** OBJECTIVE **
Include no pictures. Output exactly the lines from the one that contains "unfurling leaf in this photo." through the final line of the entries.

** MATERIAL SUPPLIED **
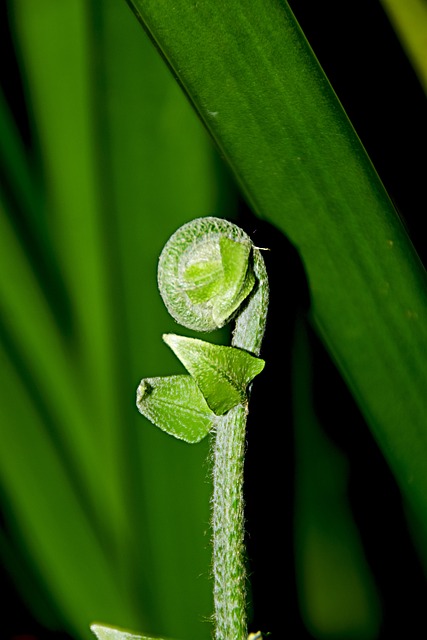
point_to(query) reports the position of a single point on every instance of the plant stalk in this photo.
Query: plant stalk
(228, 526)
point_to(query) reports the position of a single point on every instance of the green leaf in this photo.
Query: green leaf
(103, 632)
(176, 405)
(222, 373)
(225, 283)
(256, 84)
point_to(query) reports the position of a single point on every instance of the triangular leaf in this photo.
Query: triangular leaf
(176, 405)
(222, 373)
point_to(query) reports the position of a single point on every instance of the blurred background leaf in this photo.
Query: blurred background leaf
(103, 517)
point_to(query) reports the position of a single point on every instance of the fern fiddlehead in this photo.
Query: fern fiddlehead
(209, 274)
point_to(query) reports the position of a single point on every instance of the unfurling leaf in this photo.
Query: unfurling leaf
(176, 405)
(222, 373)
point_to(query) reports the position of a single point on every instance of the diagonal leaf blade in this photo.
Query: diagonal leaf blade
(301, 166)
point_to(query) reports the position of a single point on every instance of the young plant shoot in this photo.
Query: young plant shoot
(210, 273)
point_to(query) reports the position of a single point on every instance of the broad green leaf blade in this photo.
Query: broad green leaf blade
(176, 405)
(103, 632)
(222, 373)
(256, 84)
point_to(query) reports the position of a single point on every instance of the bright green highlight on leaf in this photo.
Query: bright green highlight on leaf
(112, 633)
(222, 373)
(176, 405)
(224, 283)
(205, 273)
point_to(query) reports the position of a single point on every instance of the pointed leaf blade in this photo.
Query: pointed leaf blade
(176, 405)
(222, 373)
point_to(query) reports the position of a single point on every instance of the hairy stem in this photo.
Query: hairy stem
(228, 526)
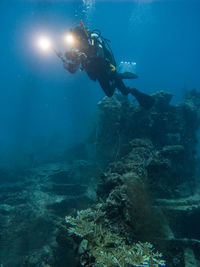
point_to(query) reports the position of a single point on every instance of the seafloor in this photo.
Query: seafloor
(129, 196)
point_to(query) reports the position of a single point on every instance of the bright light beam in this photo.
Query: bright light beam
(44, 43)
(70, 39)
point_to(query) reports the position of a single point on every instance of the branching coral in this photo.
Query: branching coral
(107, 247)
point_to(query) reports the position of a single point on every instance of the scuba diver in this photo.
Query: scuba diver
(91, 52)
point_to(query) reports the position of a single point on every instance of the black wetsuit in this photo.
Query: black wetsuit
(92, 55)
(99, 64)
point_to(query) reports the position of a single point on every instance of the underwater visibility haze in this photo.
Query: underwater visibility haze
(125, 176)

** TASK RESPONSE **
point_to(query) reports the position of a single point on every instance of the unfurling leaf in this photo.
Query: unfurling leaf
(176, 405)
(222, 373)
point_to(query) reports the position of a single point on every instance of the diagonal leaf blade in this photo.
Query: diagonal leaf blade
(301, 166)
point_to(query) reports the position of a single point on every instance of the young plant shoot in this photo.
Query: young plant shoot
(210, 273)
point_to(query) reports the position of a single point on every instance of the broad green leaf blade in this photo.
Query: broad green leaf blade
(176, 405)
(103, 632)
(222, 373)
(256, 84)
point_to(query) reports the position of a single point on every instance of the bright green highlight on leaf in this photo.
Query: bright green highlight on leaf
(112, 633)
(222, 373)
(176, 405)
(224, 283)
(205, 273)
point_to(query) reports the position of a single point on every instance of the pointed leaf blade in this photo.
Query: pointed leaf blade
(176, 405)
(222, 373)
point_to(query) reports the position of a single point on every instance of the hairy stem in this photo.
Query: hairy stem
(228, 526)
point_to(query) reports the position of a single point on every instance of the seafloor in this photo.
Query: seafloor
(129, 196)
point_to(query) reports the position of a single point on every instance of the bright light beam in this photo.
Query: bright light beam
(44, 43)
(70, 39)
point_to(query) reports the position of a single point on every instance of the branching coral in this photo.
Query: branching coral
(107, 247)
point_to(query) reports the position of a single point on every instance of the scuba diver in this photo.
Query: scuba diver
(91, 52)
point_to(query) reports the position of a single point on every instance of the black wetsuit in this photo.
Query: black wetsuit
(92, 55)
(99, 64)
point_to(query) reports the position of a single point on every instance of the underwater visibility haze in this photo.
Query: underwater visibility haze
(125, 176)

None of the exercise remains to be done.